___ Exercise data

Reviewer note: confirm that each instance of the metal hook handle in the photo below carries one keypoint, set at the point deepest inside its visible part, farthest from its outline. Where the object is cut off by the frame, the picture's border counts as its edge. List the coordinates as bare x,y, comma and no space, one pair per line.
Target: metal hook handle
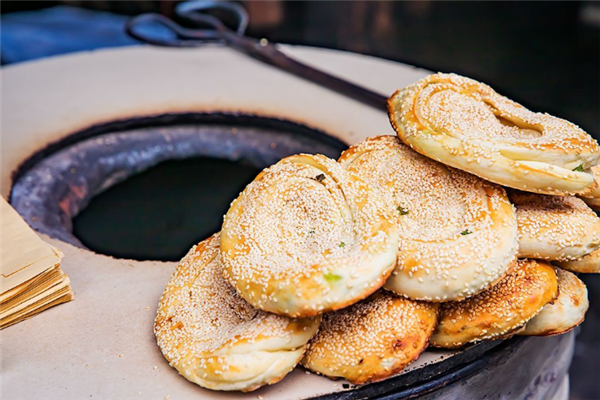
263,50
185,37
193,11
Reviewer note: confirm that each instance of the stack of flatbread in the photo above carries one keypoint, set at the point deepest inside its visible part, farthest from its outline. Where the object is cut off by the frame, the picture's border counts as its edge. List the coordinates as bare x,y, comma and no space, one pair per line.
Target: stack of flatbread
31,280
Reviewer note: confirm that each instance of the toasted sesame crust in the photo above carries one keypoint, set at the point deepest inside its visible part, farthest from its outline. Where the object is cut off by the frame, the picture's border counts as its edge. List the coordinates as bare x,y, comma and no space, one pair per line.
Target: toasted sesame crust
500,311
589,264
217,340
307,237
561,228
563,314
467,125
592,196
458,233
371,340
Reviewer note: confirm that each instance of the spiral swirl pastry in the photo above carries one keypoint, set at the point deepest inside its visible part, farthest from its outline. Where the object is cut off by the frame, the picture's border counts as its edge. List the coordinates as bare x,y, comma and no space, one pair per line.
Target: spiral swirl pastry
557,228
563,314
307,237
592,196
467,125
499,312
458,233
373,339
216,339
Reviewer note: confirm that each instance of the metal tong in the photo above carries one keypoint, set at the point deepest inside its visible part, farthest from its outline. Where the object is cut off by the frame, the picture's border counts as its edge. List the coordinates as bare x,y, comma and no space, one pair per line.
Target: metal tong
211,29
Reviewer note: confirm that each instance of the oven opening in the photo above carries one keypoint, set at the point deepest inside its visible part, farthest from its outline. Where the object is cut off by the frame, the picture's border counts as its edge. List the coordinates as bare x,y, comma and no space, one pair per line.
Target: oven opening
150,188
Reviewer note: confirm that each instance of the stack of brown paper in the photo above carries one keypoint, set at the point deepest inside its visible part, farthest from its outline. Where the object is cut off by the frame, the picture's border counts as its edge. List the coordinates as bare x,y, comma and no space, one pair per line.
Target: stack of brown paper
31,279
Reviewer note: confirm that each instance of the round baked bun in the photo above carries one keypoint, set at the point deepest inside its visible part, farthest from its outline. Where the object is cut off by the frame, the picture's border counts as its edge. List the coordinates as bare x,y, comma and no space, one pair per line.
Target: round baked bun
559,228
500,311
371,340
589,264
458,233
216,339
467,125
565,312
307,237
592,197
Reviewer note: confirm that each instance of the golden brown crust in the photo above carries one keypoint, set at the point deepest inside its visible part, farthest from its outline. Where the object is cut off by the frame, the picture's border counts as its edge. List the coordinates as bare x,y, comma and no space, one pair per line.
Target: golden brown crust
592,197
458,232
561,228
499,311
307,237
217,340
371,340
565,312
589,264
466,124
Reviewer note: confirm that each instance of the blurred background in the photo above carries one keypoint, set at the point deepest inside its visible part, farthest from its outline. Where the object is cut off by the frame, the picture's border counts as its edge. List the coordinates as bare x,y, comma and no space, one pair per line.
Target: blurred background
545,55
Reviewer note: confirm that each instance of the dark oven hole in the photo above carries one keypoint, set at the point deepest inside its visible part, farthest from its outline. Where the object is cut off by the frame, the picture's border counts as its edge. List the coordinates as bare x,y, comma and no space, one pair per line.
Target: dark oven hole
149,188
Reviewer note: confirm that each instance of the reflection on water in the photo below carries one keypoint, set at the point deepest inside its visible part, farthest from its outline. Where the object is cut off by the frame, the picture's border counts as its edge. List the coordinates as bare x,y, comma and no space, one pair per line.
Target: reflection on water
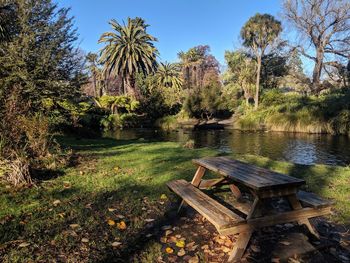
293,147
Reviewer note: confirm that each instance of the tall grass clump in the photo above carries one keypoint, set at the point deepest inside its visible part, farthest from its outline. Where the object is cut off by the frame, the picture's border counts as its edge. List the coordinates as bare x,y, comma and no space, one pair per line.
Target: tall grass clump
292,112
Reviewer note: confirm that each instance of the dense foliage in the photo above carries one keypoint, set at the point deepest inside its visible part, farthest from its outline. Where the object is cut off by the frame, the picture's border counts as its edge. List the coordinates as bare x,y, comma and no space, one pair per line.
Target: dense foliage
45,80
39,65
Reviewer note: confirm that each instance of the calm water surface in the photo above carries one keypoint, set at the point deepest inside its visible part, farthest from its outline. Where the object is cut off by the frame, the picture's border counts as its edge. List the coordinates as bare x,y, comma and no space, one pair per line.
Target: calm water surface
297,148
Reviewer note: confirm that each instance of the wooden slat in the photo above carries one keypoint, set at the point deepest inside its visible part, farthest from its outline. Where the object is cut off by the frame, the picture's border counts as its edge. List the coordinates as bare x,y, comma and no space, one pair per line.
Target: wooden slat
252,176
205,184
285,217
313,200
220,216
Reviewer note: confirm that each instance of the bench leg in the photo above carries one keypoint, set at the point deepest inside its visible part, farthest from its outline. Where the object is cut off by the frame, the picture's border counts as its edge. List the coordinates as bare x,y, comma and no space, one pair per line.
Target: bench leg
195,181
240,246
295,203
235,191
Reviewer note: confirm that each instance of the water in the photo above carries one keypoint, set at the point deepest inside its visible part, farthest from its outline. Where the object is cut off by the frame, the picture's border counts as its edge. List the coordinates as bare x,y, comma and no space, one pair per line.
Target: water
298,148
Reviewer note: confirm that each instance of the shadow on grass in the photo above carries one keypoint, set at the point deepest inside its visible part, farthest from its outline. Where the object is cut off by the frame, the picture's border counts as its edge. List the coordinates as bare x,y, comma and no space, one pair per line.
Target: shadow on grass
49,227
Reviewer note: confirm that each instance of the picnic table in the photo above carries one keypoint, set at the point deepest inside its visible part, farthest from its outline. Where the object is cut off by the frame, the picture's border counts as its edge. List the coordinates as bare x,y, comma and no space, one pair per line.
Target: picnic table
262,184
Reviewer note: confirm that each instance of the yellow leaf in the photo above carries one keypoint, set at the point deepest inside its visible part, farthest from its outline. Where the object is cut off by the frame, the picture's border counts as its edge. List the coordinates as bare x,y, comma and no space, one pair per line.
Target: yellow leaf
121,225
61,215
111,222
74,226
169,250
24,244
56,202
67,185
180,243
116,244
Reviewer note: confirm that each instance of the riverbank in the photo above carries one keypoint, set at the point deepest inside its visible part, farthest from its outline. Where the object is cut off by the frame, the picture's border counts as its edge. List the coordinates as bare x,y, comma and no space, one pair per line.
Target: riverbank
112,202
325,114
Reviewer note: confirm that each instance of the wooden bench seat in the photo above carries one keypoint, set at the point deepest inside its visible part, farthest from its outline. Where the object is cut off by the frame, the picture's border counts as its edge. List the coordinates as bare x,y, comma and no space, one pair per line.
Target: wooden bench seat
220,216
313,200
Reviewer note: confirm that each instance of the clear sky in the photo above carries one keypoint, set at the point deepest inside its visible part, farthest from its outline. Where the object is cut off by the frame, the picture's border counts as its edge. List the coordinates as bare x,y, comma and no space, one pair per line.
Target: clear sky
178,24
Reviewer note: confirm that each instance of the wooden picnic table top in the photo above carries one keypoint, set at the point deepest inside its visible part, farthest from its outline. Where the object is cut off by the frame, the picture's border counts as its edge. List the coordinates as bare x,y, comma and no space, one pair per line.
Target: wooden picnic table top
249,175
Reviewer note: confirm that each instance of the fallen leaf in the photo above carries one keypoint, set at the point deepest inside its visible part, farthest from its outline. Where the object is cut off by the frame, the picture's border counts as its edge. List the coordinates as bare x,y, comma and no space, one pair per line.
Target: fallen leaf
193,260
116,244
117,169
62,215
121,225
84,240
111,222
225,249
193,248
67,185
24,244
166,227
56,202
168,232
169,250
181,252
191,244
286,243
180,243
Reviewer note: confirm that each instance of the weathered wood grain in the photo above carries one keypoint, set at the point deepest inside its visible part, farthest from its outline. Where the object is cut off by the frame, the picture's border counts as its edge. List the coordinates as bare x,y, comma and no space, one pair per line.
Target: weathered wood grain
290,216
252,176
220,216
313,200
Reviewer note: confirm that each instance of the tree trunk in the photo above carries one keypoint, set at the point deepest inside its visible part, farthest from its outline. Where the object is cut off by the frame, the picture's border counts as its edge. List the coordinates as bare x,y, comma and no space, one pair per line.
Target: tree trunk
257,86
94,85
316,75
130,86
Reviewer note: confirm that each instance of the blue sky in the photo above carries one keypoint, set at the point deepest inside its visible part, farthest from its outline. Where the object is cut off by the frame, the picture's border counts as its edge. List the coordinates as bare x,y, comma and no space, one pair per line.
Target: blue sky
178,24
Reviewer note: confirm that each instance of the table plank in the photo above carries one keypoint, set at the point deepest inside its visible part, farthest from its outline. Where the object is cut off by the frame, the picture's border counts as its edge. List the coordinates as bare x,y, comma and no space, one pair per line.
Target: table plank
252,176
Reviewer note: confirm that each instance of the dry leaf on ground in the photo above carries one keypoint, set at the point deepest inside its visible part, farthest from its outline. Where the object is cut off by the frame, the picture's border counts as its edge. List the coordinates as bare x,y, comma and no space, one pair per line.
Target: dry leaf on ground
169,250
121,225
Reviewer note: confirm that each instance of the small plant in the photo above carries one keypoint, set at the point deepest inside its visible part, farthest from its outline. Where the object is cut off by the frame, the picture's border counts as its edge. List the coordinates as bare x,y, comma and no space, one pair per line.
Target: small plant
189,144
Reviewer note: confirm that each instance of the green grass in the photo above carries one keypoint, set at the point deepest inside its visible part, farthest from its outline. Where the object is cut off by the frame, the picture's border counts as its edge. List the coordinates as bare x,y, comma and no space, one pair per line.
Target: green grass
128,176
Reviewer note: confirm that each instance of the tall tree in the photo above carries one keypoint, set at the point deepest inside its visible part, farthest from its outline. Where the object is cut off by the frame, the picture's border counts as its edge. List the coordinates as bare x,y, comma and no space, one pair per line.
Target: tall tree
129,50
7,19
95,71
243,70
40,58
168,75
326,26
258,34
195,63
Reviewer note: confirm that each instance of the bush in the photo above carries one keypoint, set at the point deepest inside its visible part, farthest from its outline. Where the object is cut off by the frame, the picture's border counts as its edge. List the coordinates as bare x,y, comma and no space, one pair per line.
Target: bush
167,123
117,121
206,102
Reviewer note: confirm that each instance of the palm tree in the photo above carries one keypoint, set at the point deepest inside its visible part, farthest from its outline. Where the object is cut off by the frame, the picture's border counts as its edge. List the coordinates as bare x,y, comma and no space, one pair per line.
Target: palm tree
258,33
129,50
168,75
7,14
92,59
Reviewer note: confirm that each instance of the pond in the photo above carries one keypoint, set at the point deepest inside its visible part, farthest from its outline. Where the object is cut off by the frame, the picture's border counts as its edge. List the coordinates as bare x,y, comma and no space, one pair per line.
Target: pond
298,148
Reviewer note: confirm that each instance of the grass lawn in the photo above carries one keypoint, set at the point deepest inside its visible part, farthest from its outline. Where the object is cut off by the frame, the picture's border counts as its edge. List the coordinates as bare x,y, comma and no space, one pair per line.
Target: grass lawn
79,215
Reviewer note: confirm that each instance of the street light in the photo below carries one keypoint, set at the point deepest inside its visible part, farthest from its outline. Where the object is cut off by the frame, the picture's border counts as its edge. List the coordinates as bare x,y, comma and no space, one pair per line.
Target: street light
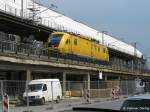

______

Within the data above, filter for lines containing the word "below" and copy each one.

Reviewer note: confirm that each instance of the metal hook handle in the photo below carries one keypoint, set at the point deepest inside its visible part, farthest from its outline. Where the object is cut off by the frame, the picture's border counts as its edge. List the coordinates as bare x,y, comma and no space, one pair per line.
Reviewer note: confirm that each instance of the reflection on water in the photo below carries one keypoint, set at the point deepest inside its visible part, farthest from its outline. Where the object is cut off by the frame, the picture's border counts as its edge. List the coordinates as bare x,y, comma and no space, one pair per line.
Reviewer note: confirm that each instance of the street light in the photo below carries one keypoint, set at the point deepest inside its visible part, farthest from its outline. Where the object is cut off by the frame, the picture's border counts as its edge. List the coordinates as bare x,y, comma and no space, one pair per line.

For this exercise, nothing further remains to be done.